| GIVEN INFORMATION |
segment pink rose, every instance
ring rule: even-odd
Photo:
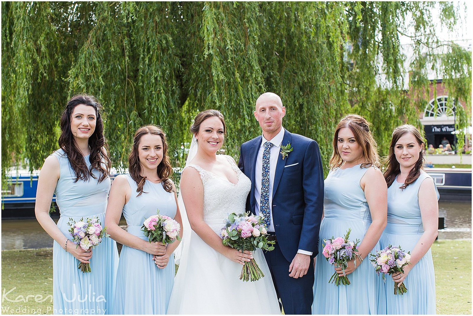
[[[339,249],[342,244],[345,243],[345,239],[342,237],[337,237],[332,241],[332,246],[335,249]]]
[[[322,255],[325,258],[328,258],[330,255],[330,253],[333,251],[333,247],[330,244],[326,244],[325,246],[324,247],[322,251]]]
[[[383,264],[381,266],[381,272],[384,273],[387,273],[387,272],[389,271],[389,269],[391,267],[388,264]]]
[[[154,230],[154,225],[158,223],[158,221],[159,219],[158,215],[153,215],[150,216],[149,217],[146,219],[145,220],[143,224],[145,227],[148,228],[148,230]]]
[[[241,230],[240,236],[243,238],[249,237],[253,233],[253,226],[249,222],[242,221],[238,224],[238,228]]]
==
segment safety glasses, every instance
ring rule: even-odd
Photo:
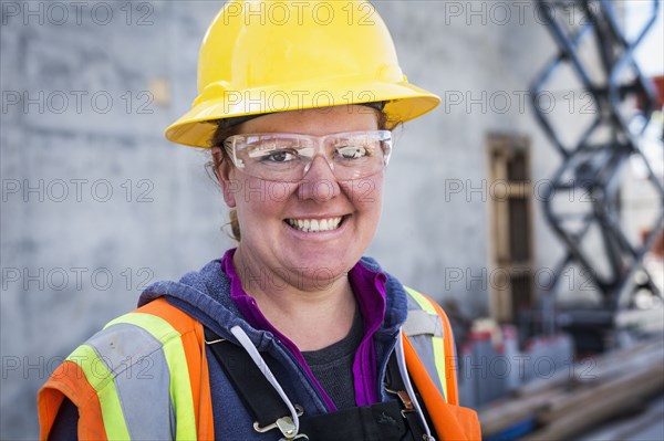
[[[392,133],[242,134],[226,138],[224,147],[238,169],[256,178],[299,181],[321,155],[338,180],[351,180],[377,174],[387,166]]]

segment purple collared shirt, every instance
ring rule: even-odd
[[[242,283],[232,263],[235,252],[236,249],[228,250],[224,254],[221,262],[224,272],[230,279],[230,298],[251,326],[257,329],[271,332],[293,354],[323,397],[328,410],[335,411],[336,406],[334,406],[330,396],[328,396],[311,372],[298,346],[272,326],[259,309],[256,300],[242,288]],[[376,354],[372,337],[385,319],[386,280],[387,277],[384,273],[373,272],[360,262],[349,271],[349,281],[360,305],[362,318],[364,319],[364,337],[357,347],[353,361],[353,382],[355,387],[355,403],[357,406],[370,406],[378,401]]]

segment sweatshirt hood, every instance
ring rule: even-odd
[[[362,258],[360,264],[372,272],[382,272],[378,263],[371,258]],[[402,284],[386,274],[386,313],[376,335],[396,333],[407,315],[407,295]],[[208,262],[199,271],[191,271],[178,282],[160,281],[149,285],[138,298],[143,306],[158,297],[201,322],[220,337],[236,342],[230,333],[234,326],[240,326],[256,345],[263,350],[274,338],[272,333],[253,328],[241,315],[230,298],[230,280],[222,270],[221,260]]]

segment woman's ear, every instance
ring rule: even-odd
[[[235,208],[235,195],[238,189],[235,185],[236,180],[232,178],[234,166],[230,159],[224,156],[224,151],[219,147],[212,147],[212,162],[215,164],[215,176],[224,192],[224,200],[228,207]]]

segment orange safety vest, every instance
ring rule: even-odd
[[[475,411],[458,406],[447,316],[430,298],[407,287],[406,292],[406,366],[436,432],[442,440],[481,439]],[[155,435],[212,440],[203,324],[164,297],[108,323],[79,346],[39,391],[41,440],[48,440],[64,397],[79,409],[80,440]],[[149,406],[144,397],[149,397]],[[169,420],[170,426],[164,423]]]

| TASK INSTRUCTIONS |
Copy each line of the listing that contains the word "instance".

| REPLY TO THE EXERCISE |
segment pink rose, every instance
segment safety glasses, every instance
segment purple collared shirt, every instance
segment sweatshirt hood, every instance
segment woman's ear, every instance
segment orange safety vest, every instance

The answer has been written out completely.